**Material for this exercise**:
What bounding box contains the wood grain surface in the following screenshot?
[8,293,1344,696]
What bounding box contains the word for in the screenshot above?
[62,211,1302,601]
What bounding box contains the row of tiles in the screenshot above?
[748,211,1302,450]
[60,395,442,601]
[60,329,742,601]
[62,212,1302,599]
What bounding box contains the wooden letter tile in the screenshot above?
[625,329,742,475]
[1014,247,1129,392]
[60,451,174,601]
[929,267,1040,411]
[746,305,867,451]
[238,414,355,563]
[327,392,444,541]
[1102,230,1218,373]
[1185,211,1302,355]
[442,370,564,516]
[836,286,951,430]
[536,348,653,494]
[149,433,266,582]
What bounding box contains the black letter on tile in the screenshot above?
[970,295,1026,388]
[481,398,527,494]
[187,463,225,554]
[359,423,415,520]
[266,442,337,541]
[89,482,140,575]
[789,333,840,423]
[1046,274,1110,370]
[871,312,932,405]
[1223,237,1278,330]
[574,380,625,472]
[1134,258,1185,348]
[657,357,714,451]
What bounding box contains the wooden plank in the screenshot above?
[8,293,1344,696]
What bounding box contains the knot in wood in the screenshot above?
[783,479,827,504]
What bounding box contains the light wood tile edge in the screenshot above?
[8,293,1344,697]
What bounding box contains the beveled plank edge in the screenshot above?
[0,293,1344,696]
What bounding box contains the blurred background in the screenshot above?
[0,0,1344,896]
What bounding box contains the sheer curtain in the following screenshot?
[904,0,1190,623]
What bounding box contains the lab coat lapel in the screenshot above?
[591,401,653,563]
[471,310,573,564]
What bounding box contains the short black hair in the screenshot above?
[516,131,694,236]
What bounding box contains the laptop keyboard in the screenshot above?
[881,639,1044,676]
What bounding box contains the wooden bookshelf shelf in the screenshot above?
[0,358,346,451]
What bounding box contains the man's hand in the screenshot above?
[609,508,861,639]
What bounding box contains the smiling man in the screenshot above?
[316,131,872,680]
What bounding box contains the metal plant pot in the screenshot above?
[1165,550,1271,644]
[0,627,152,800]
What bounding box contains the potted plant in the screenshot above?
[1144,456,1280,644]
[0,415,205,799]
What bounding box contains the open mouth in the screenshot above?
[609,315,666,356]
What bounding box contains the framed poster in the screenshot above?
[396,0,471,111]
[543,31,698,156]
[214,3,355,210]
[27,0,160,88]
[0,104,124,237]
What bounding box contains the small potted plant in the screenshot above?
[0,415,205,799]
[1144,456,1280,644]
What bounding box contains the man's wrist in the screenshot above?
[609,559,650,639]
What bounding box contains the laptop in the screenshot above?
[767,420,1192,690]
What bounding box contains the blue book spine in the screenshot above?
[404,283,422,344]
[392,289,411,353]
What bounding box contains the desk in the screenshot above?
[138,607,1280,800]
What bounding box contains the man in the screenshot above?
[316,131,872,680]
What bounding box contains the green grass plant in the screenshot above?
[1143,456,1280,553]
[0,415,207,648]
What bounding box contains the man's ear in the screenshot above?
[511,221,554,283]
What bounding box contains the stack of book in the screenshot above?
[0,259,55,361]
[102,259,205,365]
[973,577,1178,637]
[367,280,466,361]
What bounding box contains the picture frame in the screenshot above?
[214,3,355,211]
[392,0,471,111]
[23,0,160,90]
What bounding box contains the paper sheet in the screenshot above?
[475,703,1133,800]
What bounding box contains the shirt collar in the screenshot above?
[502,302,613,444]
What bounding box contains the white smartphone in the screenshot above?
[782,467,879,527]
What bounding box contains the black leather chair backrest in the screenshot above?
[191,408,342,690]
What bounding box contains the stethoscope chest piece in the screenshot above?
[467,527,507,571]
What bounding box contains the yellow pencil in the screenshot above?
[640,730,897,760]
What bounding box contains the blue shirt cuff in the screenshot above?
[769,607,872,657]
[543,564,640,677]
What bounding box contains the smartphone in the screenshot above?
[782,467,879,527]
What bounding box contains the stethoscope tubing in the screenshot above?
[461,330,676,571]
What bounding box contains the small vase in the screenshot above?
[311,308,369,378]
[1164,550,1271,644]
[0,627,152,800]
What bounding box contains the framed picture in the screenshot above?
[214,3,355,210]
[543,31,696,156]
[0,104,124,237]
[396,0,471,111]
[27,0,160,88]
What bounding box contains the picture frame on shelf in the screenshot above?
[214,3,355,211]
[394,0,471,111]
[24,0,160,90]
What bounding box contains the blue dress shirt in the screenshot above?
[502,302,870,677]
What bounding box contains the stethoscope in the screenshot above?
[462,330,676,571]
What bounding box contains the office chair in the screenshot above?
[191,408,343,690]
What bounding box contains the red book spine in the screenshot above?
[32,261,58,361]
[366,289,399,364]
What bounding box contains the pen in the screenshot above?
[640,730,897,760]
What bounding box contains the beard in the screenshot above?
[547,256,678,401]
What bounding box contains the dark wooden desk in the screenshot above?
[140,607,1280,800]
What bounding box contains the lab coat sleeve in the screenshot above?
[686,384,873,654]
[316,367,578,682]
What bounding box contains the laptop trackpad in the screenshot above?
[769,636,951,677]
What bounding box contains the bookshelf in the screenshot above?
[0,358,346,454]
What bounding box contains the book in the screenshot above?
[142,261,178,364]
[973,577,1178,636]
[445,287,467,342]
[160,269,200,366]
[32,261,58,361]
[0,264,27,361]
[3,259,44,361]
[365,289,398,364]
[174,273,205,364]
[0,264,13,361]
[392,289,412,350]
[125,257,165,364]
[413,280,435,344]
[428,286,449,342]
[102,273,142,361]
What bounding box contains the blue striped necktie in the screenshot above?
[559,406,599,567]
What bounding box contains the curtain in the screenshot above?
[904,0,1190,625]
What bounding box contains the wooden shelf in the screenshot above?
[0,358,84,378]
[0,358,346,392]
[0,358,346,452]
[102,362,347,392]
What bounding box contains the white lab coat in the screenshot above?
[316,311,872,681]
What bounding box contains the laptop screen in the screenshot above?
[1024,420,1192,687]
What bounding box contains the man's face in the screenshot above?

**Goal of the exercise**: Present the lines above as a Markdown table with two columns, Number and Line. Number each row, put the matching line beside it, and leave out any blank lines.

**Final answer**:
| Number | Line |
|---|---|
| 1 | What bounding box contains the wood grain surface in the following screenshot? |
| 2 | [8,293,1344,696] |
| 3 | What bounding box contains the word for in the screenshot above? |
| 4 | [62,211,1302,601] |
| 5 | What bounding box contains the row of tiles in the screenshot above? |
| 6 | [748,211,1302,450] |
| 7 | [60,395,442,601] |
| 8 | [60,329,742,601] |
| 9 | [62,212,1302,599] |
| 10 | What bounding box contains the wooden letter tile in the screenshot above? |
| 11 | [625,329,742,475] |
| 12 | [1014,247,1129,392] |
| 13 | [60,451,174,601] |
| 14 | [929,267,1040,411] |
| 15 | [746,305,867,451] |
| 16 | [238,414,355,563] |
| 17 | [327,392,444,541] |
| 18 | [1102,230,1218,373] |
| 19 | [1185,211,1302,355] |
| 20 | [442,370,564,516] |
| 21 | [836,286,951,430] |
| 22 | [536,348,653,494] |
| 23 | [149,433,266,582] |
| 24 | What bounding box contains the black letter on tile in the screenshot above? |
| 25 | [970,295,1026,388] |
| 26 | [481,398,527,494] |
| 27 | [187,463,225,554] |
| 28 | [359,423,415,520] |
| 29 | [266,442,337,541] |
| 30 | [89,482,140,575] |
| 31 | [789,333,840,423] |
| 32 | [1046,274,1110,370] |
| 33 | [871,312,932,405] |
| 34 | [1223,237,1278,330] |
| 35 | [574,380,625,472] |
| 36 | [1134,258,1185,348] |
| 37 | [657,357,714,451] |
| 38 | What bounding box contains the wooden plank in the screenshot above? |
| 39 | [8,293,1344,696] |
| 40 | What bounding box contains the knot in wood in the screenshot above? |
| 41 | [783,479,827,504] |
| 42 | What bounding box contains the light wood tile edge in the screenshot above? |
| 43 | [8,293,1344,697] |
| 44 | What bounding box contains the beveled plank edge in the screenshot above? |
| 45 | [0,293,1344,696] |
| 46 | What bounding box contains the blurred background in the screenshot above? |
| 47 | [0,0,1344,896] |
| 48 | What bounding box contains the sheer curtain in the following screenshot? |
| 49 | [904,0,1190,623] |
| 50 | What bounding box contains the lab coat lapel in the screenshot above? |
| 51 | [591,401,653,563] |
| 52 | [471,310,573,564] |
| 53 | What bounding box contains the short black hair in the screenshot above? |
| 54 | [516,131,694,236] |
| 55 | What bounding box contains the laptop keyboard in the screenshot above? |
| 56 | [881,639,1044,676] |
| 57 | What bounding box contains the wooden bookshelf shelf in the screenshot above? |
| 58 | [0,358,346,451] |
| 59 | What bounding box contains the man's hand in the screenshot above? |
| 60 | [609,508,861,639] |
| 61 | What bounding box contains the smiling man in the screenshot above? |
| 62 | [316,131,872,680] |
| 63 | What bounding box contains the metal plant pot in the screenshot above? |
| 64 | [1165,550,1271,644] |
| 65 | [0,627,152,800] |
| 66 | What bounding box contains the potted plant in the screenshot above? |
| 67 | [1144,456,1280,644] |
| 68 | [0,415,205,799] |
| 69 | What bounding box contains the open mouth in the screenshot above? |
| 70 | [609,315,666,356] |
| 71 | What bounding box contains the framed poster in the screenshot above? |
| 72 | [396,0,471,111] |
| 73 | [543,31,698,156] |
| 74 | [214,3,355,210] |
| 75 | [27,0,160,88] |
| 76 | [0,104,124,237] |
| 77 | What bounding box contains the small potted plant in the screenshot above? |
| 78 | [0,415,205,799] |
| 79 | [1144,456,1280,644] |
| 80 | What bounding box contains the man's wrist in the screenshot above? |
| 81 | [609,559,650,639] |
| 82 | What bounding box contains the laptop in the screenshot above? |
| 83 | [767,420,1192,690] |
| 84 | What bounding box contains the blue book spine in the screenshot above? |
| 85 | [404,283,422,344] |
| 86 | [392,289,411,353] |
| 87 | What bounding box contains the desk in the screenshot above? |
| 88 | [138,607,1280,800] |
| 89 | What bounding box contains the man in the screenshot above? |
| 90 | [316,131,872,680] |
| 91 | What bounding box contains the green grass plant in the screenshot above? |
| 92 | [1143,456,1280,553] |
| 93 | [0,415,207,648] |
| 94 | What bounding box contains the man's ear in the screenshot above? |
| 95 | [511,221,554,283] |
| 96 | What bounding box contains the stack of book in the screenshot above? |
| 97 | [0,259,55,361] |
| 98 | [102,259,205,365] |
| 99 | [973,577,1178,637] |
| 100 | [367,280,466,361] |
| 101 | What bounding box contains the picture frame in the screenshot above? |
| 102 | [214,3,355,211] |
| 103 | [392,0,471,111] |
| 104 | [23,0,160,90] |
| 105 | What bounding box contains the paper sheet in the screenshot above? |
| 106 | [475,703,1133,800] |
| 107 | What bounding box contains the shirt collar in the screenshot above? |
| 108 | [502,302,613,444] |
| 109 | What bounding box contains the white smartphone in the screenshot above? |
| 110 | [782,467,879,527] |
| 111 | What bounding box contains the black leather chair backrest in the screenshot above? |
| 112 | [191,408,342,690] |
| 113 | What bounding box contains the stethoscope chest piece in the screenshot above? |
| 114 | [467,527,507,571] |
| 115 | What bounding box contains the yellow pencil in the screenshot above? |
| 116 | [640,730,897,760] |
| 117 | What bounding box contains the blue shirt cuff in the screenshot above? |
| 118 | [769,607,872,657] |
| 119 | [543,564,640,677] |
| 120 | What bounding box contains the smartphone in the screenshot above? |
| 121 | [782,467,879,527] |
| 122 | What bounding box contains the stethoscope tubing in the screenshot above? |
| 123 | [461,330,676,571] |
| 124 | What bounding box contains the small vase in the screenshot above? |
| 125 | [311,308,369,378] |
| 126 | [1164,550,1271,644] |
| 127 | [0,627,152,800] |
| 128 | What bounding box contains the framed picture in the screenshot above? |
| 129 | [214,3,355,210] |
| 130 | [543,31,696,156] |
| 131 | [0,104,124,237] |
| 132 | [396,0,471,111] |
| 133 | [27,0,160,88] |
| 134 | What bounding box contains the picture frame on shelf in the screenshot above? |
| 135 | [214,3,355,211] |
| 136 | [394,0,471,111] |
| 137 | [24,0,160,90] |
| 138 | What bounding box contains the blue dress shirt in the screenshot above? |
| 139 | [502,302,870,677] |
| 140 | What bounding box contains the stethoscope in the screenshot above? |
| 141 | [462,330,676,571] |
| 142 | What bounding box contains the office chair in the screenshot above? |
| 143 | [191,408,343,690] |
| 144 | What bounding box contains the red book spine in the screenshot above? |
| 145 | [32,261,58,361] |
| 146 | [366,289,399,364] |
| 147 | What bounding box contains the pen in the screenshot above? |
| 148 | [640,730,897,760] |
| 149 | What bounding box contains the beard in the screenshot above? |
| 150 | [547,256,678,401] |
| 151 | What bounding box contains the dark wooden desk in the screenshot above? |
| 152 | [140,607,1280,800] |
| 153 | What bounding box contains the lab coat sleeve in the screenshot above? |
| 154 | [686,384,873,654] |
| 155 | [316,367,578,682] |
| 156 | What bounding box contains the laptop trackpad in the screenshot above? |
| 157 | [769,636,951,677] |
| 158 | What bounding box contains the bookshelf in the screenshot above? |
| 159 | [0,358,346,454] |
| 160 | What bounding box contains the book in the screenshot above? |
| 161 | [142,261,178,364] |
| 162 | [973,577,1178,636] |
| 163 | [445,287,467,342] |
| 164 | [160,269,200,366] |
| 165 | [32,261,58,361] |
| 166 | [0,264,27,361] |
| 167 | [3,259,44,361] |
| 168 | [365,289,398,364] |
| 169 | [174,273,205,364] |
| 170 | [0,264,13,361] |
| 171 | [392,289,412,350] |
| 172 | [125,257,165,364] |
| 173 | [413,280,435,344] |
| 174 | [428,286,449,342] |
| 175 | [102,273,142,361] |
| 176 | What bounding box contains the blue striped necktie in the screenshot above? |
| 177 | [559,406,599,567] |
| 178 | What bounding box contains the curtain in the screenshot above? |
| 179 | [904,0,1190,625] |
| 180 | What bounding box contains the wooden shelf in the screenshot above? |
| 181 | [0,358,84,378] |
| 182 | [0,358,346,392] |
| 183 | [0,358,346,452] |
| 184 | [102,362,347,392] |
| 185 | What bounding box contains the white lab coat in the screenshot above? |
| 186 | [316,311,872,681] |
| 187 | What bounding box contains the laptop screen in the screenshot above? |
| 188 | [1024,420,1192,687] |
| 189 | What bounding box contains the man's face in the screenshot above? |